--- Begin Dataset rows ---
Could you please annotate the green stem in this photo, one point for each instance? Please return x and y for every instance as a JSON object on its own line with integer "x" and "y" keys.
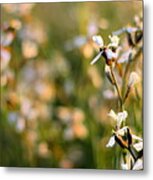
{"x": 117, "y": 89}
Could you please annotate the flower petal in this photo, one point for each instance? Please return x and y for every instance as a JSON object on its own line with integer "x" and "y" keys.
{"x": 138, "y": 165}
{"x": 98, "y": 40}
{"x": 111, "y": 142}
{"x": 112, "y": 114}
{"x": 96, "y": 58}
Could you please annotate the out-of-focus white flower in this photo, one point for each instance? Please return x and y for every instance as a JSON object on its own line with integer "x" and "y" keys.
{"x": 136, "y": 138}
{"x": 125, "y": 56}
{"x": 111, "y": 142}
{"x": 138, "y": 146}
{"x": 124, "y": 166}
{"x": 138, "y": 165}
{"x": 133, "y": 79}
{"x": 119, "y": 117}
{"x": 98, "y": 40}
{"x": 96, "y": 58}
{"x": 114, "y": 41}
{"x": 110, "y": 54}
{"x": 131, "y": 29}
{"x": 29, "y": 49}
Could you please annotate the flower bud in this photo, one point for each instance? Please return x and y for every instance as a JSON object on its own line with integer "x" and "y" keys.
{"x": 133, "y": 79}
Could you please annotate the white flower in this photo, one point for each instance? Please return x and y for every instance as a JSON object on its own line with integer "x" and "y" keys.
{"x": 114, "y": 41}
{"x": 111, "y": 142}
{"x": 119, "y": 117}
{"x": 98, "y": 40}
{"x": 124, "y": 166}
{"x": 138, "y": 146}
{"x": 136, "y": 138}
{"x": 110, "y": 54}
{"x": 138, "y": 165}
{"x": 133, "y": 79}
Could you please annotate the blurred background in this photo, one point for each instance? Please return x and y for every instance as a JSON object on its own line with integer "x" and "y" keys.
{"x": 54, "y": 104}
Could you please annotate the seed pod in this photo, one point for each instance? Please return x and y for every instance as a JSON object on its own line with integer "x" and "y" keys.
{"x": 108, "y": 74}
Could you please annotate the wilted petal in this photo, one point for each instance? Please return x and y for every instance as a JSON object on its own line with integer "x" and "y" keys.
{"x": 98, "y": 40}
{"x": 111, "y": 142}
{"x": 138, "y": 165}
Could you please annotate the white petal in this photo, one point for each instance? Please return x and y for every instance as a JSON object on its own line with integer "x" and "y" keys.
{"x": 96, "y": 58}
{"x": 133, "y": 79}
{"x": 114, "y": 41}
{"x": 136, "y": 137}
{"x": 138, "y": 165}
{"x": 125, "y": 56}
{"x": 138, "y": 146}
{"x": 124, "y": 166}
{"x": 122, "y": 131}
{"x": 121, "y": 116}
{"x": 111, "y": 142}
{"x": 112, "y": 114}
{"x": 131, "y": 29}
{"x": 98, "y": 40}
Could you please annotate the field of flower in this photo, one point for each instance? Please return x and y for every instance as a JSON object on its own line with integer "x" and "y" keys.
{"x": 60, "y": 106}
--- End Dataset rows ---
To do> Please rewrite each line of the records above as a JSON list of strings, one string per line, skipping any blank lines and leaving the pictures out.

Worked solution>
[
  "Could you please annotate the green stem in this photo, one point for each instance? Please return x and y for every instance as a JSON object on its own line with integer \"x\" and \"y\" keys.",
  "{\"x\": 117, \"y\": 89}",
  "Could you please annotate the flower petal in this photo, one point for each instance? Please return x and y for every instance as a JSON object on its own line with integer \"x\" and \"y\" keys.",
  "{\"x\": 138, \"y\": 165}",
  "{\"x\": 98, \"y\": 40}",
  "{\"x\": 111, \"y\": 142}",
  "{\"x\": 112, \"y\": 114}",
  "{\"x\": 96, \"y\": 58}",
  "Could you please annotate the out-of-focus white flower in this photo, one point for each instance? Please return x and y for every instance as a JSON object on its own line with integer \"x\" and \"y\" keys.",
  "{\"x\": 136, \"y\": 138}",
  "{\"x\": 125, \"y\": 56}",
  "{\"x\": 111, \"y\": 142}",
  "{\"x\": 138, \"y\": 146}",
  "{\"x\": 124, \"y\": 166}",
  "{\"x\": 138, \"y\": 165}",
  "{\"x\": 133, \"y\": 79}",
  "{\"x\": 119, \"y\": 117}",
  "{\"x\": 98, \"y\": 40}",
  "{\"x\": 96, \"y\": 58}",
  "{\"x\": 114, \"y\": 41}",
  "{\"x\": 110, \"y\": 54}",
  "{\"x\": 131, \"y\": 29}",
  "{\"x\": 29, \"y\": 49}",
  "Could you please annotate the flower bud in this photo, one point for each instance? Please return x and y for every instance as a JSON object on its own line with integer \"x\" and \"y\" keys.",
  "{\"x\": 133, \"y\": 79}",
  "Could you please annotate the white flower in this photo, one point for each instance? Please return x and y for every instance as a JSON object on its own line with integer \"x\" and \"y\" keys.",
  "{\"x\": 114, \"y\": 41}",
  "{\"x\": 111, \"y\": 142}",
  "{\"x\": 119, \"y\": 117}",
  "{\"x\": 98, \"y\": 40}",
  "{\"x\": 124, \"y\": 166}",
  "{\"x\": 138, \"y\": 146}",
  "{\"x\": 136, \"y\": 138}",
  "{\"x\": 110, \"y\": 54}",
  "{\"x\": 138, \"y\": 165}",
  "{\"x\": 133, \"y\": 79}",
  "Could you please annotate the blurred background in this photo, one point for each instance? Please return x and y for every instance as a JSON object on its own line with integer \"x\" and \"y\" keys.",
  "{\"x\": 54, \"y\": 104}",
  "Could you please annotate the seed pod in this photo, one point for each instance? Please return x and y for every instance as a JSON object on its own line with integer \"x\" and \"y\" keys.",
  "{\"x\": 108, \"y\": 74}",
  "Could you please annotate the wilted petal in this photo, one point for each instance? Please return x and y for every instance as a JSON object on its own line with integer \"x\" and \"y\" keys.",
  "{\"x\": 98, \"y\": 40}",
  "{\"x\": 111, \"y\": 142}",
  "{\"x\": 138, \"y\": 165}",
  "Could you please annotate the white petal in this photo, one point for each instance? Please return x and y for every instance as a JSON object on its own line with integer \"x\" and \"y\" keys.",
  "{\"x\": 96, \"y\": 58}",
  "{\"x\": 133, \"y\": 79}",
  "{\"x\": 114, \"y\": 41}",
  "{\"x\": 136, \"y\": 137}",
  "{\"x\": 138, \"y\": 165}",
  "{\"x\": 125, \"y\": 56}",
  "{\"x\": 138, \"y\": 146}",
  "{\"x\": 124, \"y\": 166}",
  "{\"x\": 122, \"y\": 131}",
  "{\"x\": 121, \"y\": 116}",
  "{\"x\": 111, \"y\": 142}",
  "{\"x\": 112, \"y\": 114}",
  "{\"x\": 131, \"y\": 29}",
  "{\"x\": 98, \"y\": 40}",
  "Could you please annotate the field of flower in this photo, one point for each instance? Please return x and y for every instance as a JSON object on its own line with integer \"x\" and \"y\" keys.",
  "{\"x\": 60, \"y\": 106}"
]